━━━ SOURCE ━━━

# Happy Halloween !!!



## Herb G. (Oct 31, 2018)

Happy Halloween all you ghosts & ghouls. If you're taking the kids out tonite, be careful & watch for cars.
Don't eat too much of your kid's candy either. You'll get a stomach ache. 

Enjoy guys.

Reactions: Like 1


----------



## Tony (Oct 31, 2018)

@Kenbo, where are the pics from this year??


----------



## Kenbo (Oct 31, 2018)

Tony said:


> @Kenbo, where are the pics from this year??



I'm a little behind on my preparations for this year. I put my lights up on Monday night and last night I got the tombstones out. Tonight is the big night with the front window projection screen and the rest of the decorations. I haven't practiced walking on stilts in a while so I am hoping that I can still walk in them for the Grim Reaper costume. I will try to get some pictures tonight. Happy Halloween. 

I love Halloween.

Reactions: Like 3


----------



## sprucegum (Oct 31, 2018)

I think one of the funniest Halloween pranks I have seen was when one of my sons was in HS he dressed up as a leaf man. He put on over sized clothes and filled the extra space with padding and leaves, wore a mask hat and gloves so no skin was exposed. He sat motionless on the porch with a bowl of candy in his lap and every time someone reached for candy he would move and scare the heck out of them. My parents stopped by and he even got his grandfather, we had to be a little careful with the real little goblins because it would bring some of them to tears.

Reactions: Like 1 | Funny 3


----------



## kweinert (Oct 31, 2018)

This is in a storm drain near our house.

Reactions: Funny 6


----------



## CWS (Oct 31, 2018)

Kenbo said:


> I'm a little behind on my preparations for this year. I put my lights up on Monday night and last night I got the tombstones out. Tonight is the big night with the front window projection screen and the rest of the decorations. I haven't practiced walking on stilts in a while so I am hoping that I can still walk in them for the Grim Reaper costume. I will try to get some pictures tonight. Happy Halloween.
> 
> I love Halloween.


A little BEHIND never hurts once in awhile.

Reactions: Like 1 | Agree 1 | Funny 1


----------



## rocky1 (Oct 31, 2018)

sprucegum said:


> I think one of the funniest Halloween pranks I have seen was when one of my sons was in HS he dressed up as a leaf man. He put on over sized clothes and filled the extra space with padding and leaves, wore a mask hat and gloves so no skin was exposed. He sat motionless on the porch with a bowl of candy in his lap and every time someone reached for candy he would move and scare the heck out of them. My parents stopped by and he even got his grandfather, we had to be a little careful with the real little goblins because it would bring some of them to tears.

━━━ MATERIAL ━━━

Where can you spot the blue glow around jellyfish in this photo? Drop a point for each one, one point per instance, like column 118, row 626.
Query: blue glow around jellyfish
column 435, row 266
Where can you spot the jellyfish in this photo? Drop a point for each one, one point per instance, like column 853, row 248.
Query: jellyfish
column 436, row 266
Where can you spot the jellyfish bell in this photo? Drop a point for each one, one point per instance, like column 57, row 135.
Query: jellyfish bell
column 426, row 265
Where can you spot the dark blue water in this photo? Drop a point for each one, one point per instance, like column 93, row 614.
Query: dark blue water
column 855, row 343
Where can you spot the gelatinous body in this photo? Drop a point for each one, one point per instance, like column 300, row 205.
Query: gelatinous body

━━━
━━━ MATERIAL ━━━

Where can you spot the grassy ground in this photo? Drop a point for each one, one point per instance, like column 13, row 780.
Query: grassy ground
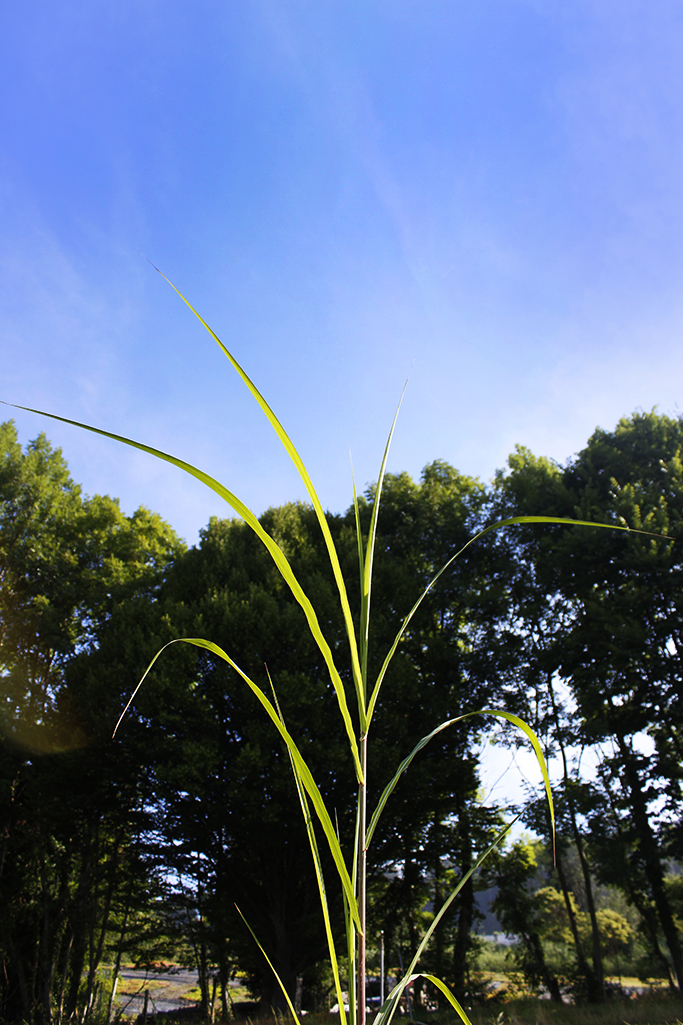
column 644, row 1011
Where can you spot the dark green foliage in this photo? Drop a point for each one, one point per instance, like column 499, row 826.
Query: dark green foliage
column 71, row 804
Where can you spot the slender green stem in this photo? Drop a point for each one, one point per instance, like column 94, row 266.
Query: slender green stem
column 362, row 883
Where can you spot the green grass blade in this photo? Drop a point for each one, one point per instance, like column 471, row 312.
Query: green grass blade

━━━

Write the next part of the Halloween forum thread, starting after rocky1's quotation of sprucegum's post. The two blocks of rows play no part in this exercise.

When I was at Keesler back in the late 70s landlord's wife set a scarecrow up on the porch 2 weeks before Halloween. Kids walked by it everyday going to school. One of the boys put the costume on Halloween night and was scaring everyone in that fashion.

Had one little black boy ran in the house, could not get him out! Even after the guy took the mask off. Kid was in the house hiding behind landlord's wife, screaming at the top of his lungs. Finally had to get his momma to lead him out the back door and through the backyard to get him to leave, would not walk back around the house!! Wanted no part of that front porch, in any way.

Reactions: Funny 1


----------



## FLQuacker (Oct 31, 2018)

Uhhgg...lights out at 7pm!

Yep...old curmudgeon.

On All Hallow's Eve anyway

Reactions: Agree 1


----------



## Lou Currier (Oct 31, 2018)

Herb G. said:


> Happy Halloween all you ghosts & ghouls. If you're taking the kids out tonite, be careful & watch for cars.
> Don't eat too much of your kid's candy either. You'll get a stomach ache.
> 
> Enjoy guys.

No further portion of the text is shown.